WORK TO COMPLETE =
Reproduce every one of the records below line for line, without changing a single character.

MATERIAL FOR THIS TASK =

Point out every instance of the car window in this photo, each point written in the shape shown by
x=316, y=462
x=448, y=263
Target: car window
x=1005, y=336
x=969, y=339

ANSWER FOR THE TASK =
Point out every instance of the car window in this photo, each point written in the shape shown by
x=316, y=462
x=448, y=263
Target: car window
x=1005, y=336
x=969, y=339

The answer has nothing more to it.